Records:

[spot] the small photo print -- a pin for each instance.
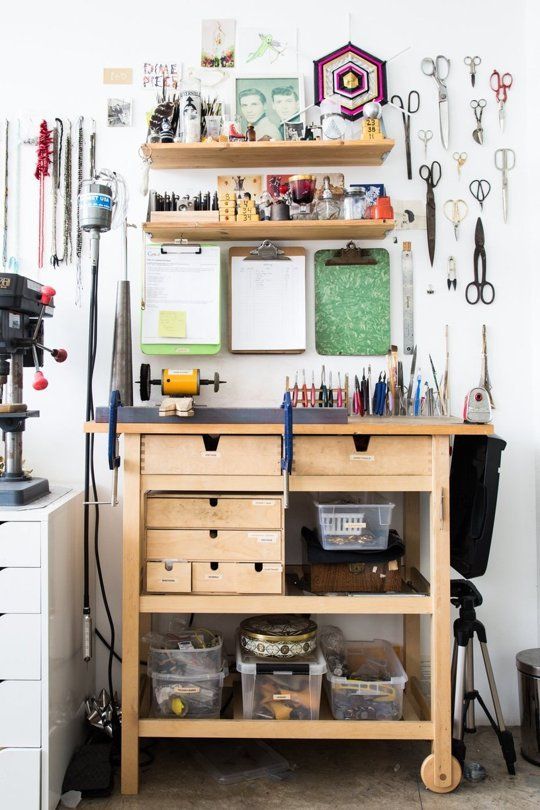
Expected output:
(119, 112)
(218, 41)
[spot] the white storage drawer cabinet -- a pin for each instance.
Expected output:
(43, 679)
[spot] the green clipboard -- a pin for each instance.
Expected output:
(352, 301)
(176, 318)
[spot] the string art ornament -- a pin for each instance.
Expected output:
(44, 152)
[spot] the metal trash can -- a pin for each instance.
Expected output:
(528, 665)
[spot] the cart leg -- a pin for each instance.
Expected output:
(440, 771)
(130, 617)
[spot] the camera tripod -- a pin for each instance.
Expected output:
(466, 597)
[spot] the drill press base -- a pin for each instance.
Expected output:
(21, 493)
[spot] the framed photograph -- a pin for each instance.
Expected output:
(267, 102)
(119, 112)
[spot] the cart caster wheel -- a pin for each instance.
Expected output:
(427, 774)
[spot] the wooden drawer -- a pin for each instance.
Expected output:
(219, 512)
(20, 778)
(20, 647)
(213, 544)
(219, 455)
(381, 455)
(20, 544)
(236, 577)
(20, 590)
(168, 577)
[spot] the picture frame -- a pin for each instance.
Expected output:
(267, 101)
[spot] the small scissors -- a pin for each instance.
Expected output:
(501, 84)
(460, 158)
(413, 105)
(425, 135)
(472, 63)
(480, 190)
(456, 211)
(478, 106)
(439, 70)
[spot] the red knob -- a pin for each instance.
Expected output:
(47, 294)
(40, 383)
(59, 355)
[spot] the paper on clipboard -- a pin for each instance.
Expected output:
(185, 284)
(268, 304)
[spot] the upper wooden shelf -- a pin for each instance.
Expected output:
(218, 155)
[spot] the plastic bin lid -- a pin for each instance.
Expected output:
(398, 677)
(246, 663)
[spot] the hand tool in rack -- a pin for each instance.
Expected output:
(431, 175)
(438, 69)
(485, 382)
(478, 106)
(413, 105)
(472, 63)
(461, 159)
(505, 160)
(425, 136)
(479, 289)
(480, 190)
(451, 281)
(501, 83)
(456, 211)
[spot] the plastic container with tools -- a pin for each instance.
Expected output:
(280, 690)
(371, 684)
(360, 524)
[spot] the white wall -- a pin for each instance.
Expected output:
(51, 62)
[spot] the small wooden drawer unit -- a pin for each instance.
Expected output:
(214, 544)
(362, 455)
(173, 511)
(210, 455)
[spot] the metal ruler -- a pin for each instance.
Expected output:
(408, 302)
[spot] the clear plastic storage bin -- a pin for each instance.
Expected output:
(374, 687)
(281, 690)
(362, 524)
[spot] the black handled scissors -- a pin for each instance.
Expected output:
(479, 289)
(480, 190)
(413, 105)
(432, 175)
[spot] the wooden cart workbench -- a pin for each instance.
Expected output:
(369, 454)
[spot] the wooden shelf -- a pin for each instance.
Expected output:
(302, 230)
(267, 154)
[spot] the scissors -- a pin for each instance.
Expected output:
(505, 160)
(456, 211)
(479, 289)
(460, 158)
(480, 190)
(472, 63)
(439, 69)
(501, 84)
(425, 135)
(432, 175)
(478, 106)
(413, 105)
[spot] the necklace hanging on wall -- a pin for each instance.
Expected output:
(57, 136)
(44, 148)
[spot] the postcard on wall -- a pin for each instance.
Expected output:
(119, 112)
(218, 43)
(268, 49)
(157, 75)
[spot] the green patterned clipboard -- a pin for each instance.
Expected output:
(352, 305)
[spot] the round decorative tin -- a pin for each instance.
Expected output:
(278, 636)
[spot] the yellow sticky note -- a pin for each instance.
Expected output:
(171, 323)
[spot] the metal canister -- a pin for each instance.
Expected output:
(528, 666)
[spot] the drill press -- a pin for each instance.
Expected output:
(23, 306)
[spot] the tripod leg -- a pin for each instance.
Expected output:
(470, 724)
(505, 737)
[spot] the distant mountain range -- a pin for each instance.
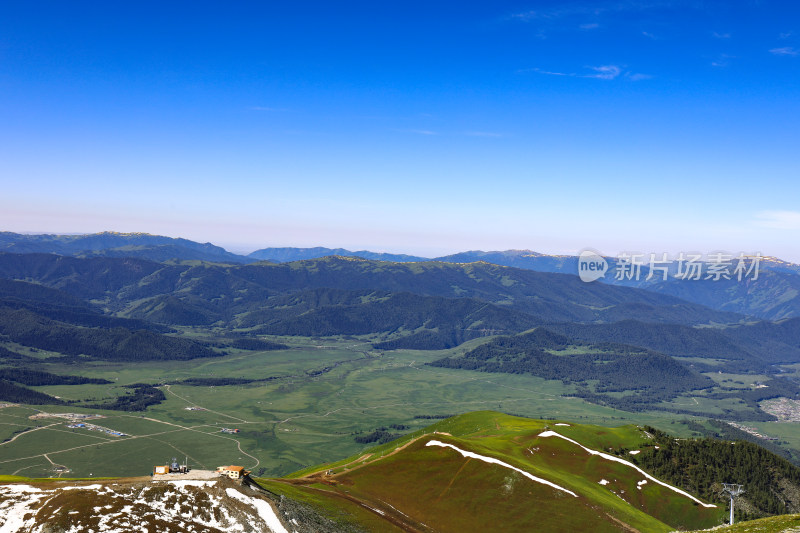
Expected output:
(774, 296)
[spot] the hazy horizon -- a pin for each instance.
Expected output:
(422, 129)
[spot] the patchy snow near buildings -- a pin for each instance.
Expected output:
(92, 427)
(233, 472)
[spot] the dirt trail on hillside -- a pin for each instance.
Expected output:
(390, 515)
(319, 473)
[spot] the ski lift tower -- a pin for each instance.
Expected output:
(734, 490)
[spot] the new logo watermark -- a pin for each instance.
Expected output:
(635, 266)
(591, 265)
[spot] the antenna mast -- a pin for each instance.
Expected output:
(734, 490)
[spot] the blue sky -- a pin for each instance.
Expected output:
(418, 127)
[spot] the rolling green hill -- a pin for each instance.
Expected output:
(489, 471)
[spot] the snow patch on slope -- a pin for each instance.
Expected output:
(264, 510)
(492, 460)
(628, 464)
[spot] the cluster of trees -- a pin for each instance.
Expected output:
(701, 465)
(11, 392)
(261, 345)
(215, 382)
(382, 435)
(36, 378)
(143, 395)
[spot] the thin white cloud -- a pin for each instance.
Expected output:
(779, 219)
(589, 9)
(722, 61)
(604, 72)
(784, 51)
(483, 134)
(548, 72)
(420, 132)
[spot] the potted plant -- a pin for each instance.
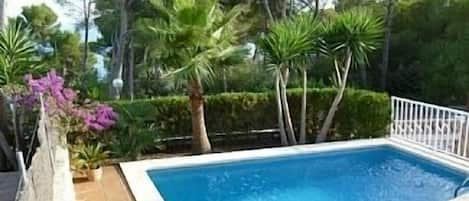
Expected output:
(89, 158)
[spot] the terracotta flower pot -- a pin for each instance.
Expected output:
(94, 174)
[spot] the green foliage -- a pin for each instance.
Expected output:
(132, 136)
(88, 156)
(41, 19)
(194, 35)
(17, 54)
(356, 31)
(290, 38)
(363, 114)
(429, 51)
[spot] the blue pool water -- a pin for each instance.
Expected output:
(372, 174)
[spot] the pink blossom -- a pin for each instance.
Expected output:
(62, 101)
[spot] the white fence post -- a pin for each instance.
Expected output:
(439, 128)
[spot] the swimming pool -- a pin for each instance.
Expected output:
(381, 172)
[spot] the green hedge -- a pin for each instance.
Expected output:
(362, 114)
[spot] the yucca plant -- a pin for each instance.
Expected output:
(347, 39)
(193, 35)
(88, 157)
(287, 42)
(17, 54)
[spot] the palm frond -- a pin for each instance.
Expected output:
(17, 54)
(356, 30)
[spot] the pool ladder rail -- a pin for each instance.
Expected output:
(464, 184)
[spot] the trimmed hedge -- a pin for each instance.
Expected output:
(362, 114)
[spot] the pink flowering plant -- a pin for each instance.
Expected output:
(61, 103)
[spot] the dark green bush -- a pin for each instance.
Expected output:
(362, 114)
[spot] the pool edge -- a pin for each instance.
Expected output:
(143, 188)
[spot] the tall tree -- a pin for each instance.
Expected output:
(42, 21)
(17, 54)
(347, 39)
(2, 13)
(287, 41)
(194, 35)
(387, 42)
(84, 9)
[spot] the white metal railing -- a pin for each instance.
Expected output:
(439, 128)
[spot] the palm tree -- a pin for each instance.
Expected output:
(194, 36)
(288, 40)
(17, 54)
(17, 58)
(347, 40)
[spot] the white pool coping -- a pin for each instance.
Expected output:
(143, 188)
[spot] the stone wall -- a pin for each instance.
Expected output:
(49, 177)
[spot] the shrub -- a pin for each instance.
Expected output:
(362, 114)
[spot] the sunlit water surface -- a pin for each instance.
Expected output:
(374, 174)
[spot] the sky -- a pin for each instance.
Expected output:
(14, 7)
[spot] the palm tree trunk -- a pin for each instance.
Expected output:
(130, 75)
(225, 81)
(281, 125)
(268, 10)
(2, 14)
(5, 149)
(200, 142)
(86, 20)
(387, 43)
(286, 109)
(335, 104)
(303, 108)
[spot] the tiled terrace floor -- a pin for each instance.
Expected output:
(111, 188)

Problem requirements: Please copy every entry above word for word, and leave the pictures out of your answer.

Result of this task:
[spot] the small photo print -- a pin for each instance.
Expected output:
(119, 112)
(218, 41)
[spot] the white storage drawer cabinet -- a pin for each instance.
Expected output:
(43, 679)
[spot] the green clipboard -- a pin for each instance.
Expected output:
(352, 301)
(176, 318)
[spot] the string art ornament -- a pin for each instance.
Expected output:
(44, 152)
[spot] the metal trash can -- a pin for each instance.
Expected output:
(528, 665)
[spot] the cart leg -- a pin for each instance.
Expected output:
(440, 771)
(130, 617)
[spot] the camera tripod -- a pin for each instance.
Expected output:
(466, 597)
[spot] the drill press base -- a pin for each instance.
Expected output:
(21, 493)
[spot] the framed photograph -- a pin for each instance.
Expected output:
(267, 102)
(119, 112)
[spot] the cart caster wheel -- a pin for each instance.
Expected output:
(427, 774)
[spot] the wooden drawer -- a pin for each instance.
Expected output:
(219, 512)
(20, 778)
(20, 647)
(213, 544)
(219, 455)
(381, 455)
(20, 544)
(236, 577)
(20, 590)
(168, 577)
[spot] the picture frame -- a pin for each instance.
Expected output:
(267, 101)
[spot] the small scissors -- a pin for each instance.
Expected output:
(501, 84)
(460, 158)
(413, 105)
(425, 135)
(472, 63)
(480, 190)
(456, 211)
(478, 106)
(439, 70)
[spot] the red knob -- a pin for each instance.
Expected output:
(47, 294)
(40, 383)
(59, 355)
[spot] the paper on clipboard -- a pin for each instance.
Expected output:
(185, 284)
(268, 304)
[spot] the upper wooden shelf -- a pin for each instance.
Expected output:
(218, 155)
[spot] the plastic bin lid -- a pin for each instance.
Expected output:
(398, 677)
(246, 663)
[spot] the hand tool in rack -- a pin for each instance.
Expected output:
(431, 175)
(438, 69)
(485, 382)
(478, 106)
(413, 105)
(472, 63)
(461, 159)
(505, 160)
(425, 136)
(479, 289)
(480, 190)
(451, 281)
(501, 83)
(456, 211)
[spot] the plastic container with tools -- a pin for each instance.
Expected output:
(280, 690)
(371, 684)
(360, 524)
[spot] the white wall -- a pin for each instance.
Expected output:
(51, 62)
[spot] the small wooden drawer unit -- a pin for each instance.
Expected output:
(214, 544)
(362, 455)
(173, 511)
(210, 455)
[spot] the metal ruler -- a pin for each instance.
Expected output:
(408, 302)
[spot] the clear plastic storage bin -- a pin for each instance.
Expected output:
(374, 687)
(281, 690)
(362, 524)
[spot] the black handled scissors -- a pin for each instance.
Expected output:
(479, 289)
(480, 190)
(413, 105)
(432, 175)
[spot] the wooden cart workbench -- a pin for each instance.
Expected output:
(369, 454)
[spot] the wooden shelf -- a pin for each instance.
Expected output:
(302, 230)
(267, 154)
[spot] the scissors -- a pin for each instance.
Expected output:
(505, 160)
(456, 211)
(479, 289)
(460, 158)
(480, 190)
(472, 63)
(439, 69)
(501, 84)
(425, 135)
(432, 175)
(478, 106)
(413, 105)
[spot] the necklace hanging on wall -- a pin for each instance.
Expected output:
(57, 136)
(44, 148)
[spot] the postcard on wall -- a pin for each instance.
Expected output:
(119, 112)
(218, 43)
(268, 49)
(157, 75)
[spot] the green patterned clipboard -- a pin for each instance.
Expected output:
(352, 305)
[spot] the round decorative tin -- a pin for each instance.
Expected output:
(278, 636)
[spot] the yellow sticky note -- a pin for each instance.
Expected output:
(171, 323)
[spot] the metal canister -- a pin for each instance.
Expected output:
(528, 666)
[spot] the drill press -- a pin for each instance.
Expected output:
(23, 306)
[spot] the tripod leg -- a pin for each instance.
Expected output:
(470, 724)
(505, 737)
[spot] the distant mountain range -- a pin for each instance.
Expected output:
(774, 296)
[spot] the hazy horizon -- a pin for each instance.
Expected output:
(422, 129)
[spot] the patchy snow near buildings -- a pin for each instance.
Expected output:
(92, 427)
(233, 472)
[spot] the dirt trail on hillside -- a pin for each instance.
Expected output:
(390, 515)
(319, 473)
[spot] the ski lift tower -- a pin for each instance.
Expected output:
(734, 490)
[spot] the new logo watermark -- a pin for each instance.
Expected output:
(635, 266)
(591, 265)
[spot] the antenna mast -- a pin for each instance.
Expected output:
(734, 490)
[spot] the blue sky -- a pin for each instance.
Expected output:
(418, 127)
[spot] the rolling green hill -- a pin for each instance.
Expected output:
(489, 471)
[spot] the snow patch on slope -- a pin for each instance.
Expected output:
(264, 510)
(492, 460)
(628, 464)
[spot] the cluster of trees -- a pin for each instance.
Expected output:
(701, 465)
(11, 392)
(261, 345)
(215, 382)
(382, 435)
(36, 378)
(143, 395)
[spot] the thin white cloud -- a pin for each instance.
Expected output:
(779, 219)
(589, 9)
(722, 61)
(604, 72)
(784, 51)
(483, 134)
(548, 72)
(420, 132)
[spot] the potted plant -- a pin for each instance.
Expected output:
(89, 158)
[spot] the terracotta flower pot -- a pin for each instance.
Expected output:
(94, 174)
[spot] the green foliage -- a pin for each instance.
Expected output:
(132, 136)
(88, 156)
(41, 19)
(194, 35)
(17, 54)
(356, 31)
(290, 38)
(363, 114)
(429, 51)
[spot] the blue pool water -- a pin for each instance.
Expected output:
(372, 174)
[spot] the pink blossom -- a pin for each instance.
Expected output:
(62, 101)
[spot] the white fence post -- a pin for each instance.
Expected output:
(439, 128)
[spot] the swimming pool -- a pin for each instance.
Expected output:
(381, 172)
[spot] the green hedge -- a pin for each instance.
Expected output:
(362, 114)
[spot] the yucca plant -- a pin for each instance.
Expected output:
(347, 39)
(193, 35)
(88, 157)
(287, 42)
(17, 54)
[spot] the palm frond -- a pin for each instance.
Expected output:
(17, 54)
(356, 30)
[spot] the pool ladder rail -- a pin for each instance.
Expected output:
(464, 184)
[spot] the trimmed hedge -- a pin for each instance.
Expected output:
(362, 114)
[spot] the pink flowering plant -- a pin for each instance.
Expected output:
(61, 103)
[spot] the dark green bush -- a pin for each instance.
Expected output:
(362, 114)
[spot] the pool edge -- a pin for each instance.
Expected output:
(143, 188)
[spot] the tall tree -- a pin for each instance.
Expected output:
(42, 21)
(17, 54)
(347, 39)
(2, 13)
(287, 41)
(194, 35)
(387, 42)
(84, 9)
[spot] the white metal railing -- a pin for each instance.
Expected output:
(439, 128)
[spot] the palm tree -- a pin for each instance.
Expected output:
(194, 36)
(288, 40)
(17, 54)
(17, 58)
(347, 40)
[spot] the white pool coping -- a pin for each instance.
Expected output:
(143, 188)
[spot] the stone wall -- a pin for each instance.
Expected output:
(49, 177)
[spot] the shrub -- a pin for each instance.
Expected output:
(362, 114)
[spot] the sunlit water surface -- a pin for each instance.
Expected output:
(374, 174)
[spot] the sky -- a pin for each instance.
Expected output:
(14, 7)
[spot] the palm tree trunk -- a pin for each instance.
Expected output:
(130, 75)
(225, 81)
(281, 125)
(268, 10)
(2, 14)
(5, 149)
(200, 142)
(86, 20)
(387, 43)
(286, 109)
(335, 104)
(303, 108)
[spot] the tiled terrace floor -- a pin for each instance.
Expected output:
(111, 188)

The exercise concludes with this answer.